SUPPLIED ENTRIES: Begin

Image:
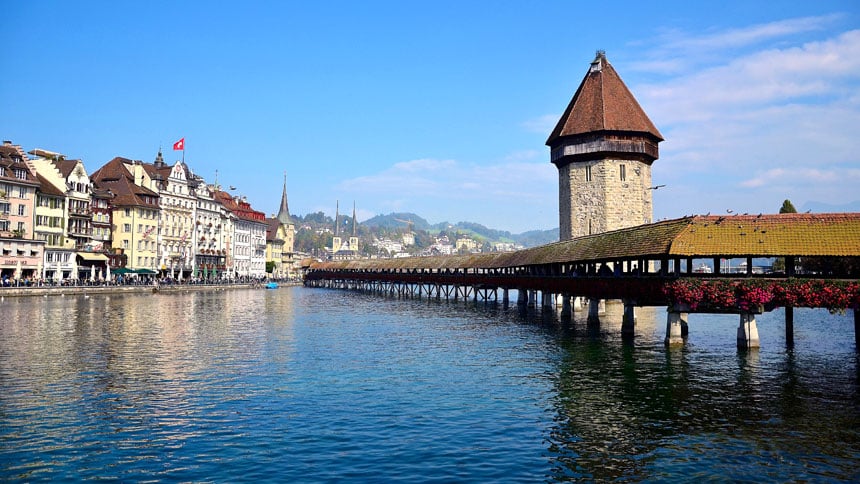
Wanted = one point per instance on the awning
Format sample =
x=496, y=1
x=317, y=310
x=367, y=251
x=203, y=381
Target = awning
x=92, y=256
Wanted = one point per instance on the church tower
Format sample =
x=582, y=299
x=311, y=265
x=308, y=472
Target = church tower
x=603, y=146
x=286, y=221
x=335, y=241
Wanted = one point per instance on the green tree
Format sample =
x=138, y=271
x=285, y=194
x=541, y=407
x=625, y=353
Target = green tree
x=787, y=207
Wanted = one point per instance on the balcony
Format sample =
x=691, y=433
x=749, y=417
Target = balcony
x=76, y=231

SUPPLIED ENTRIES: End

#### WHAT THE TASK REQUIRES
Filter the records above for "point" and copy every matching line.

#### ANSWER
Wanted = one point per instance on the awning
Wanted = one point per instance on the church tower
Wanted = one point per instance on the green tree
Wanted = one point per instance on the balcony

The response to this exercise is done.